### Text passage
#####

The avocado toast argument, made explicit: young people spend money on small luxuries when they could be saving for a house deposit, and if they redirected those small expenditures they could accumulate the deposit. The version of this argument that involves avocado toast specifically is easy to quantify and the quantification is not favourable to the argument.
A weekly avocado toast brunch at a café costs approximately $20–25 in most cities where housing is expensive. Over a year, this is approximately $1,000–$1,300. In the cities where this conversation is most actively had — Sydney, London, New York, San Francisco — a 20% deposit on a median-priced home in 2024 required somewhere between $130,000 and $280,000. At the most favourable end of the toast savings, diverting the full annual toast expenditure to a deposit fund produces the required deposit in approximately 100 to 215 years, depending on the city. This arithmetic does not close the gap. It does not come close to closing the gap. The avocado toast is not, in any version of this calculation, the variable that determines whether a person can afford a house.
The response “but it’s symbolic, representing a whole pattern of unnecessary spending” encounters the same problem when the full pattern is quantified. A comprehensive audit of millennial discretionary spending — café food, streaming services, gym memberships, clothing, entertainment — produces annual figures in the range of $5,000–$15,000 for people in the relevant age bracket, depending on income and location. Diverting the entirety of this discretionary spending to a house deposit produces the deposit in 10 to 28 years, depending on city, during which period the person has consumed no entertainment, no meals out, no gym membership, and no discretionary anything. The deposit, once accumulated, would purchase a house in a market that has continued to appreciate during the 10 to 28 years of saving. The arithmetic closes somewhat — and the patterns of spending do matter for saving — but the claim that lifestyle spending explains housing unaffordability does not survive contact with the actual numbers.

#####

### Given exercise A
List the kinds of discretionary spending that the avocado toast passage includes in its comprehensive audit of millennial spending.
### Given exercise B
Copy the avocado toast passage word for word, between "A weekly avocado" and "afford a house.", inclusive.

### Provided material
#####

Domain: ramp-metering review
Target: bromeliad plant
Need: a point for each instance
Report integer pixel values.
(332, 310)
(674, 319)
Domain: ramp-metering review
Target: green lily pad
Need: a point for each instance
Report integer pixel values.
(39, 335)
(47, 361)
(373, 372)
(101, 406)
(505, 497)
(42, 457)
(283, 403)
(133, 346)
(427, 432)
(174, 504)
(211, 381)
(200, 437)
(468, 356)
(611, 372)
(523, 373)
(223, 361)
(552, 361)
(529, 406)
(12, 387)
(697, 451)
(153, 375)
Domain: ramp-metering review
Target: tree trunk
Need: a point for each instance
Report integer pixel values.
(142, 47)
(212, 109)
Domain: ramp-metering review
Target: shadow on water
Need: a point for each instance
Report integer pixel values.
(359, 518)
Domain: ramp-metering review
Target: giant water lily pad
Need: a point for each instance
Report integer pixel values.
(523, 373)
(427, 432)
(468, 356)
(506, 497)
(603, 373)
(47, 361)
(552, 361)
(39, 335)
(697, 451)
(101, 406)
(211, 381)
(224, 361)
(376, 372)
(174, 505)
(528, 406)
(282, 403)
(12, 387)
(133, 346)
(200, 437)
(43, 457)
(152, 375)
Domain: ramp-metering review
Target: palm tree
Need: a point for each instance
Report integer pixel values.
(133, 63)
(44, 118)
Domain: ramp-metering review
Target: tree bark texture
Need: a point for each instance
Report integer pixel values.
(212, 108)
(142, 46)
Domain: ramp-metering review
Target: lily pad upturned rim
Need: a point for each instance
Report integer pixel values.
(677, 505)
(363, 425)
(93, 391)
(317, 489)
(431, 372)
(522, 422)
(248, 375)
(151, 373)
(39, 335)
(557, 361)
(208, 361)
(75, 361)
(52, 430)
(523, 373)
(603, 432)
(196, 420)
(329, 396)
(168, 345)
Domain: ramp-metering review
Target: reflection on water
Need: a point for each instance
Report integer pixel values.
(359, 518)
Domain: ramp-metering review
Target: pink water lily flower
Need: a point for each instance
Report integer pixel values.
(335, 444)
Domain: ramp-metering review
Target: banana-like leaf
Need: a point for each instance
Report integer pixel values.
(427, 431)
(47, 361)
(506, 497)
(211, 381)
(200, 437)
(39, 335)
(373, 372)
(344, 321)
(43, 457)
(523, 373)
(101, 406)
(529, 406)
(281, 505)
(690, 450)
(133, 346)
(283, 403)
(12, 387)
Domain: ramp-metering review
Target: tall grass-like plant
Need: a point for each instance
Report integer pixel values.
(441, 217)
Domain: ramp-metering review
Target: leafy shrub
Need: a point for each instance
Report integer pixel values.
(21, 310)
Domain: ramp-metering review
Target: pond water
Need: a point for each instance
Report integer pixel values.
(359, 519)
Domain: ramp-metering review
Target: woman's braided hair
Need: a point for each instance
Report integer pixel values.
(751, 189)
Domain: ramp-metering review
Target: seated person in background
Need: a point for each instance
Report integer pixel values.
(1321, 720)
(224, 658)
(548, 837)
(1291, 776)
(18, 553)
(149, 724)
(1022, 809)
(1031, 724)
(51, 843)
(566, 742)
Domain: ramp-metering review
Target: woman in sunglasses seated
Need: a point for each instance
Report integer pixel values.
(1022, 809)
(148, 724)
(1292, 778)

#####

### Solution A
café food, streaming services, gym memberships, clothing, entertainment

### Solution B
A weekly avocado toast brunch at a café costs approximately $20–25 in most cities where housing is expensive. Over a year, this is approximately $1,000–$1,300. In the cities where this conversation is most actively had — Sydney, London, New York, San Francisco — a 20% deposit on a median-priced home in 2024 required somewhere between $130,000 and $280,000. At the most favourable end of the toast savings, diverting the full annual toast expenditure to a deposit fund produces the required deposit in approximately 100 to 215 years, depending on the city. This arithmetic does not close the gap. It does not come close to closing the gap. The avocado toast is not, in any version of this calculation, the variable that determines whether a person can afford a house.